§ **DATA SUPPLIED**
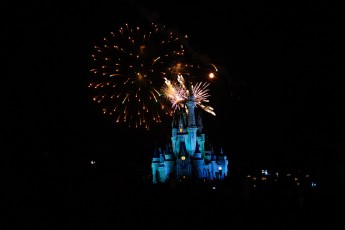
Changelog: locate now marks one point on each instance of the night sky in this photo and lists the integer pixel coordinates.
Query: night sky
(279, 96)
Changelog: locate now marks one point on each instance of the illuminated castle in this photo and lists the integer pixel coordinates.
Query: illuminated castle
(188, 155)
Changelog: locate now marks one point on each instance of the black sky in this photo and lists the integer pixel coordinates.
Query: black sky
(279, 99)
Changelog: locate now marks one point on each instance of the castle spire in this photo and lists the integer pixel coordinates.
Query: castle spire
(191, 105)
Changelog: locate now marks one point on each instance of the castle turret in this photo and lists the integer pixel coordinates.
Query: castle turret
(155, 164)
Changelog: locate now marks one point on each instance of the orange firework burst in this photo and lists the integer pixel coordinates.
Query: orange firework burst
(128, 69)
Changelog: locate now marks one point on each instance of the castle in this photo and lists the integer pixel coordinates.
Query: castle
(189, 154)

§ **INSTRUCTIONS FOR THE TASK**
For each line above that contains the word "this", make a copy.

§ **RESPONSE TO THE EXERCISE**
Changelog: locate now marks one point on each instance of the night sky in this photo and lists the integer pixel coordinates.
Changelog: locate now marks one point on each instance of the illuminated castle in this photo and lists the integer pixel coordinates.
Changelog: locate now marks one point on each instance of the black sky in this photo and lists the integer pixel coordinates.
Changelog: locate now marks one point on each instance of the castle spire in this photo and lists the integer pixel coordinates.
Changelog: locate now marks one point on each instance of the castle turret in this photo and lists the integer pixel coordinates.
Changelog: locate now marks one point on each instance of the orange firework burst in this photo and lists the integer pixel coordinates.
Changelog: locate now marks one point on each instance of the castle in this photo and lists the integer pixel coordinates.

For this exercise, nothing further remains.